After Receiving $25 Million Coronavirus Bailout, JFK Center Stops Paying Musicians

After receiving a controversial $25 million bailout (which would pay for a lot of respirators), the John F. Kennedy Center for the Performing Arts notified nearly 100 musicians with the National Symphony Orchestra that they won’t receive paychecks after April 3rd, according to the orchestra’s COVID-19 Advisory Committee obtained by the Washington Free Beacon.

“The Covid-19 Advisory Committee was broadsided today during our conversation with [Kennedy Center President] Deborah Rutter,” reads the email. “Ms. Rutter abruptly informed us today that the last paycheck for all musicians and librarians will be April 3 and that we will not be paid again until the Center reopens.”

The email went out to members on Friday evening, shortly after President Trump signed the $2 trillion CARES Act, a stimulus package intended to provide relief to people left unemployed by the coronavirus pandemic. Congress included $25 million in taxpayer funding for the Kennedy Center, a provision that raised eyebrows from both Democrats and Republicans, but ultimately won support from President Trump. The bailout was designed to “cover operating expenses required to ensure the continuity of the John F. Kennedy Center for the Performing Arts and its affiliates, including for employee compensation and benefits, grants, contracts, payments for rent or utilities, fees for artists or performers,” according to the law’s text. The arts organization decided that the relief did not extend to members of the National Symphony Orchestra, its house orchestra. –Washington Free Beacon

“Everyone should proceed as if their last paycheck will be April 3,” the email continues. “We understand this will come [as a] shock to all of you, as it did to us.”

▸ Assigned task 1
From the Kennedy Center article, copy the passage word for word, starting with "After Receiving $25" and going on through "Washington Free Beacon.".
▸ Assigned task 2
Condense the paragraph of the Kennedy Center article that begins "The email went out to members on Friday evening" into a short bulleted list that keeps its main facts.
▸ Assigned task 3
According to the Kennedy Center article, what purpose was the $25 million bailout designed to serve? Answer in one to three sentences.

▸ Recorded information
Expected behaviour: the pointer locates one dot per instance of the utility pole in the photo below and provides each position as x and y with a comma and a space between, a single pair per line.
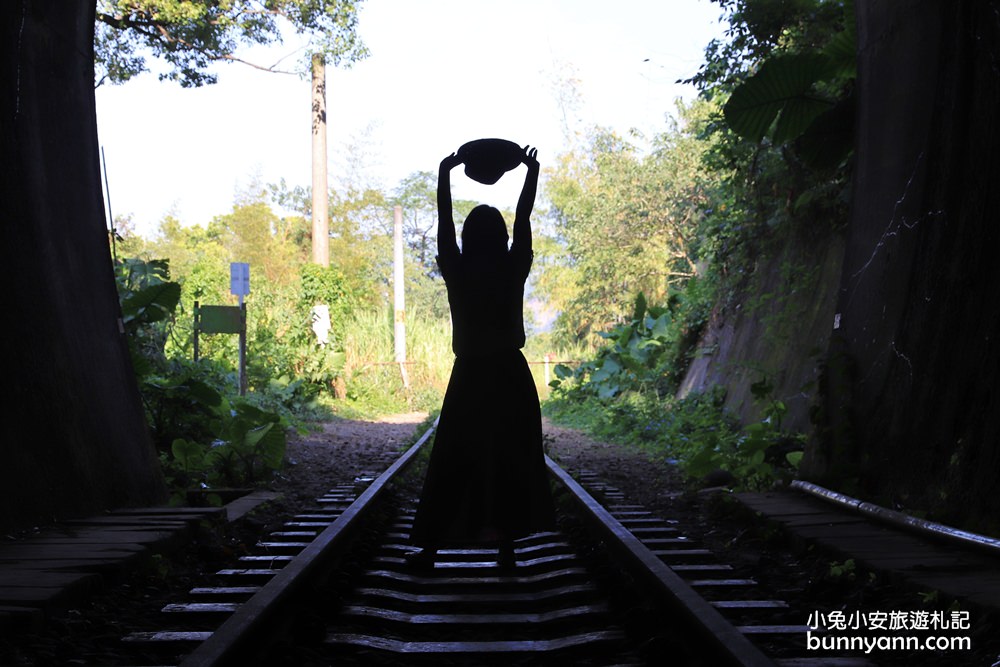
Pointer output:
321, 227
399, 302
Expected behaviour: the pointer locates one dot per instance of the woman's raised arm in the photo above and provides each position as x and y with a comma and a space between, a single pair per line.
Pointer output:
447, 240
522, 214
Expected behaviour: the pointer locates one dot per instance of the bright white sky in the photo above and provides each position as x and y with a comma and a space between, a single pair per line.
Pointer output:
440, 73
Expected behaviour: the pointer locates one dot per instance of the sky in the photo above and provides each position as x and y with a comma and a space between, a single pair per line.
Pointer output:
440, 73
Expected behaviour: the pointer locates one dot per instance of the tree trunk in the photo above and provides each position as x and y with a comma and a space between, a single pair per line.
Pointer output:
321, 227
75, 439
912, 411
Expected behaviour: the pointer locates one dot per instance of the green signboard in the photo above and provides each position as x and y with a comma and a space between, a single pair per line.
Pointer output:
219, 319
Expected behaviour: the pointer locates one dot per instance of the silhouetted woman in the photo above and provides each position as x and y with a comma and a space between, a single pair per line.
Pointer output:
486, 479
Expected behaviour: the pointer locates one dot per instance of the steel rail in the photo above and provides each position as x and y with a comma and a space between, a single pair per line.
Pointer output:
990, 545
233, 637
732, 645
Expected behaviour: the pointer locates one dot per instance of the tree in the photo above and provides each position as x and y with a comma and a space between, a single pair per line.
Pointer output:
630, 223
76, 439
190, 35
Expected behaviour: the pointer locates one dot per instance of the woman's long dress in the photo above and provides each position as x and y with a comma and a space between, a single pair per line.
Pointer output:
486, 478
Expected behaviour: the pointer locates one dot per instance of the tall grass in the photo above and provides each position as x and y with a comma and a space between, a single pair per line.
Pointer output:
375, 382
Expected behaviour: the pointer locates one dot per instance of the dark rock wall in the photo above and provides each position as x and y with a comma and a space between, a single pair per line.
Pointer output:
913, 414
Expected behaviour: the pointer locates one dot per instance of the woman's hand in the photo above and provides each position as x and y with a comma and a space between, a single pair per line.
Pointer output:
530, 157
451, 162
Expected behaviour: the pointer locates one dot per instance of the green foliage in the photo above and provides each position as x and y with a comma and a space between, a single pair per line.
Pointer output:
204, 438
248, 446
190, 35
626, 394
784, 75
624, 223
648, 353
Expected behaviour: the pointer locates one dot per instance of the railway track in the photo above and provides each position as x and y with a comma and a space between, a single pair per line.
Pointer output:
616, 586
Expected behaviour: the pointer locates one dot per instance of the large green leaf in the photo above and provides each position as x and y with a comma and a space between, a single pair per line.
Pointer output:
152, 303
783, 85
830, 138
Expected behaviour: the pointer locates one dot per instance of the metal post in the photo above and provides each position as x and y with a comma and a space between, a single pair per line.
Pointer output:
197, 326
243, 348
399, 302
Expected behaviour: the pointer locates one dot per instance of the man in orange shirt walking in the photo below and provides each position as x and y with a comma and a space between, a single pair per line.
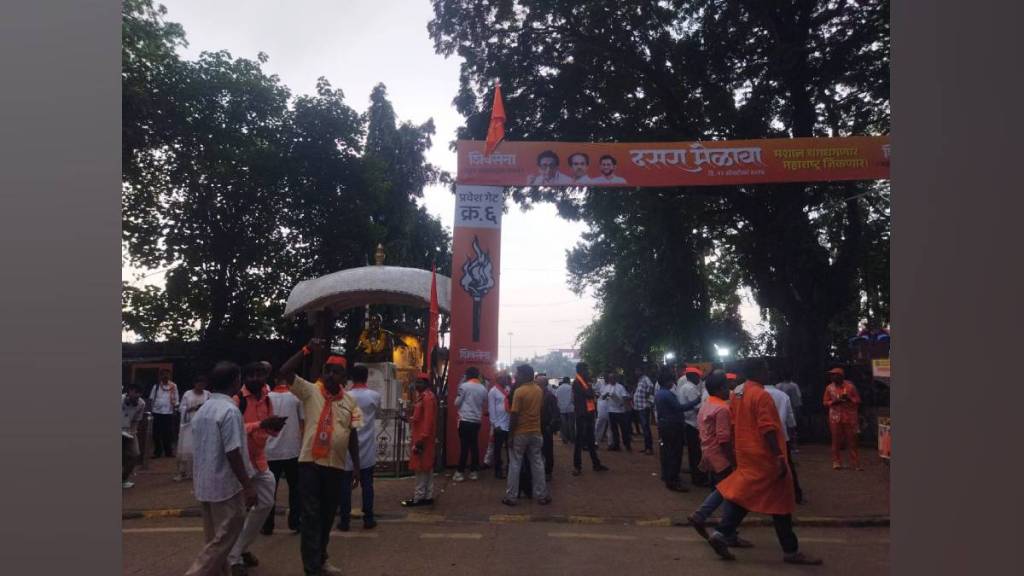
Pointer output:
761, 482
260, 424
843, 402
423, 420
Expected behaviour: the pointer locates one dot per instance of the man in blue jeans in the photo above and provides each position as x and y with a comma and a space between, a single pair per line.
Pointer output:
369, 402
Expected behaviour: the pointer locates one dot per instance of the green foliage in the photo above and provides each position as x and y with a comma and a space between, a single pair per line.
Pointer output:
241, 190
666, 264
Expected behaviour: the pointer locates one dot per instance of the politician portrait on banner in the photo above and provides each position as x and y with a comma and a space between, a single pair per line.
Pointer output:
675, 164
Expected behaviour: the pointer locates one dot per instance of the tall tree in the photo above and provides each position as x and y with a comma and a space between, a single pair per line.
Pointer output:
240, 191
699, 70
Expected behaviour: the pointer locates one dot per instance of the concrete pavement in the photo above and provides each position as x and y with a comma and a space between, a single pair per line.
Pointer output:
165, 547
630, 493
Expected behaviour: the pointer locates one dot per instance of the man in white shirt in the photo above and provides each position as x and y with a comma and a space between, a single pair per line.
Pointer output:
688, 391
603, 419
788, 419
369, 402
498, 410
617, 396
470, 401
283, 453
564, 395
132, 412
164, 405
547, 173
222, 470
796, 400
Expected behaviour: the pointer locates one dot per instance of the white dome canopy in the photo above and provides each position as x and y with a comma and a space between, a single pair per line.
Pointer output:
368, 286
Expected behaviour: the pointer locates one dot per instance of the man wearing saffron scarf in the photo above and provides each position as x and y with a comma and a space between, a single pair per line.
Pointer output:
842, 400
334, 419
761, 482
585, 402
424, 420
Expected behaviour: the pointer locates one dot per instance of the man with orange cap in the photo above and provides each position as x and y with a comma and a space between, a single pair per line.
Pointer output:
843, 401
334, 419
761, 482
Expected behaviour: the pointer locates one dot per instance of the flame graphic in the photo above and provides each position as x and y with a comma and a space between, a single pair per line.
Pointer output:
476, 273
477, 281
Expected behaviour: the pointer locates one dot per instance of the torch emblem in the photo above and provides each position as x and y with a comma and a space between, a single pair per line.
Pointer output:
477, 280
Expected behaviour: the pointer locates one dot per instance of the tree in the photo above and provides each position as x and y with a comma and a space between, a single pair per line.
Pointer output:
698, 70
239, 191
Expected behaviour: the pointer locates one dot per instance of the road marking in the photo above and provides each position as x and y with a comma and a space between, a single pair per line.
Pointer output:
845, 540
509, 519
176, 530
199, 529
586, 520
452, 535
424, 518
655, 522
586, 536
688, 539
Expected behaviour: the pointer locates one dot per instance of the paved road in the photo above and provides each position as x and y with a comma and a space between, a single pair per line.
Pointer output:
166, 546
631, 490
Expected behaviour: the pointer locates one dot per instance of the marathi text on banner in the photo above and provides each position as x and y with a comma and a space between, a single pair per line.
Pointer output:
674, 164
478, 206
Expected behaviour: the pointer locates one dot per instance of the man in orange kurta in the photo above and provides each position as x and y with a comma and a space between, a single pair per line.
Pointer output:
842, 401
761, 482
421, 461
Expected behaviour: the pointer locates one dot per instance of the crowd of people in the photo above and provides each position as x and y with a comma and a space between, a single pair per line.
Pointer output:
239, 437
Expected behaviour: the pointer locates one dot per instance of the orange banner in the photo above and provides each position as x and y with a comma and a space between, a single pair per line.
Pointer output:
475, 265
674, 164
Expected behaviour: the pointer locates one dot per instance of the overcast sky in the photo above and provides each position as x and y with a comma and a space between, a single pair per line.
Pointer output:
358, 43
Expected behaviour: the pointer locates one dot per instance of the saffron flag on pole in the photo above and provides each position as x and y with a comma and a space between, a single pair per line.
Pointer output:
432, 328
496, 131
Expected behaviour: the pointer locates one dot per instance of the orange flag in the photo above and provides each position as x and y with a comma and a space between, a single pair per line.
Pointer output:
432, 329
496, 132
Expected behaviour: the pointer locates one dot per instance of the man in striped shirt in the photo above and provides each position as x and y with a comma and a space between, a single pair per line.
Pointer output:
643, 402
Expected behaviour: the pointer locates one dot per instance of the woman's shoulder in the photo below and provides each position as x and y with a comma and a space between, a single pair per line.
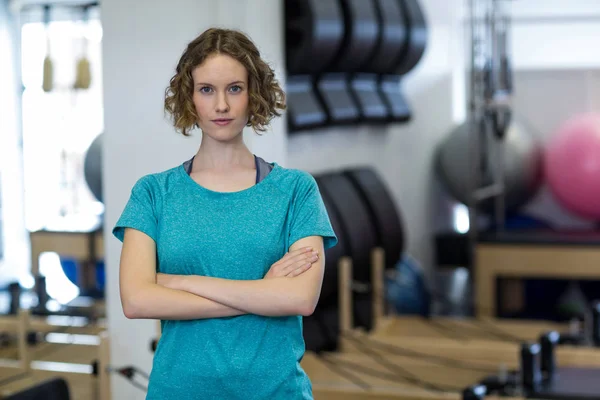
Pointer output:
160, 181
291, 180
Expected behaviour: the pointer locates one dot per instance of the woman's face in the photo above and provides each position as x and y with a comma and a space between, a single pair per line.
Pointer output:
221, 97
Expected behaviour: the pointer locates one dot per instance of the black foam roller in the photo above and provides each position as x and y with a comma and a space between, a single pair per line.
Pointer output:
393, 37
417, 36
314, 33
360, 35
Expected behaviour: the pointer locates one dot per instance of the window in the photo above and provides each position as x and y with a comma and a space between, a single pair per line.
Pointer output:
59, 125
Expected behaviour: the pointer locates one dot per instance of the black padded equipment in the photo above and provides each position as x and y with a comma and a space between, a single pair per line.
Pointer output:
390, 86
344, 100
393, 37
52, 389
363, 33
365, 90
304, 108
314, 33
357, 227
337, 99
360, 36
329, 288
359, 235
411, 53
417, 36
382, 210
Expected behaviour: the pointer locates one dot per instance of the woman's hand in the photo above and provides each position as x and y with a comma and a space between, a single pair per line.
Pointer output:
293, 263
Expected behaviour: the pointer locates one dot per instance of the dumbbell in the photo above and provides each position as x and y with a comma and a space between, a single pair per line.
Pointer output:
531, 375
15, 298
596, 323
475, 392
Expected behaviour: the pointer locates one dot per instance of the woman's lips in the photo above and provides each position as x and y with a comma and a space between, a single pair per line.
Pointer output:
222, 121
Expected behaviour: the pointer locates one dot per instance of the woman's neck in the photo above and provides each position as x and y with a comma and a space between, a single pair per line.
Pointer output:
221, 156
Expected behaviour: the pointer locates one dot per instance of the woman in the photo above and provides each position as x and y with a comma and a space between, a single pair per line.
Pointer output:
225, 249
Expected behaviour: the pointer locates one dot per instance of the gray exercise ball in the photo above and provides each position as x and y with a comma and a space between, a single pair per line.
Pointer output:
522, 165
93, 167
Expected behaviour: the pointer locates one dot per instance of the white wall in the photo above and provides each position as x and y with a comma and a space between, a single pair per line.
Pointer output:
141, 50
402, 153
15, 263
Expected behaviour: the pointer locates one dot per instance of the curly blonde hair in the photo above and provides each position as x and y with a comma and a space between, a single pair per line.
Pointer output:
266, 97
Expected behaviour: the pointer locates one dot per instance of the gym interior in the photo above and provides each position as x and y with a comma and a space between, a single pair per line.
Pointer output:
455, 143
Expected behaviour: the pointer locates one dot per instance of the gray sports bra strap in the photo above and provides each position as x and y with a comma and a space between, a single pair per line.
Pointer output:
262, 167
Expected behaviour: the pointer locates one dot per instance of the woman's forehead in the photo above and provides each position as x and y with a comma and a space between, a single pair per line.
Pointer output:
220, 69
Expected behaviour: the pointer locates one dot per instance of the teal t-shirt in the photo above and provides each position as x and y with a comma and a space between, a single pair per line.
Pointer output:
238, 236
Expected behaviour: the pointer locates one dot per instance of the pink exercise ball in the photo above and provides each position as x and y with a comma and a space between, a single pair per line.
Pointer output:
572, 165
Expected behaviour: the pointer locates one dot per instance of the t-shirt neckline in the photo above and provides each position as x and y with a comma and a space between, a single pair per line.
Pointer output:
205, 190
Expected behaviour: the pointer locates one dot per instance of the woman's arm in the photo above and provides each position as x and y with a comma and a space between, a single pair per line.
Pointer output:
271, 297
143, 298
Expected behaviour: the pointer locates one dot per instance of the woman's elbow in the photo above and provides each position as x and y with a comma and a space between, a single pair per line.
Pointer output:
132, 306
307, 307
129, 309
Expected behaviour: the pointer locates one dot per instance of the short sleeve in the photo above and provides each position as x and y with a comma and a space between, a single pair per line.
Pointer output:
310, 217
140, 211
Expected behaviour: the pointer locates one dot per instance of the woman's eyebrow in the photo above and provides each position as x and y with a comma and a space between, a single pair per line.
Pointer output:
208, 84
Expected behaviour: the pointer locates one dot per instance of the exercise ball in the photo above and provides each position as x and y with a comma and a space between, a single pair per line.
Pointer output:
93, 167
572, 165
523, 165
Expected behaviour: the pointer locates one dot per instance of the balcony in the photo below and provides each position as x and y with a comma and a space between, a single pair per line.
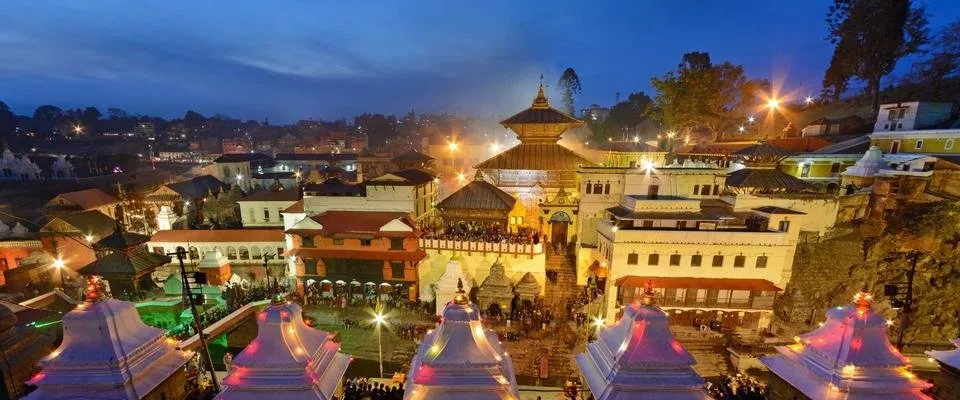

▸ Answer box 1
After Receiving $25 Million Coronavirus Bailout, JFK Center Stops Paying Musicians

After receiving a controversial $25 million bailout (which would pay for a lot of respirators), the John F. Kennedy Center for the Performing Arts notified nearly 100 musicians with the National Symphony Orchestra that they won’t receive paychecks after April 3rd, according to the orchestra’s COVID-19 Advisory Committee obtained by the Washington Free Beacon.

▸ Answer box 2
- The email went to members Friday evening, shortly after President Trump signed the $2 trillion CARES Act, a stimulus package meant to relieve people left unemployed by the coronavirus pandemic.
- Congress included $25 million in taxpayer funding for the Kennedy Center. The provision raised eyebrows among both Democrats and Republicans but won President Trump's support.
- According to the law's text, the money was to cover operating expenses for the continuity of the Center and its affiliates. These included employee compensation and benefits, grants, contracts, rent or utilities, and fees for artists or performers.
- The Center decided the relief did not extend to the National Symphony Orchestra, its house orchestra.

▸ Answer box 3
The law's text says the bailout was meant to cover the operating expenses needed to ensure the continuity of the John F. Kennedy Center for the Performing Arts and its affiliates. These included employee compensation and benefits, grants, contracts, payments for rent or utilities, and fees for artists or performers.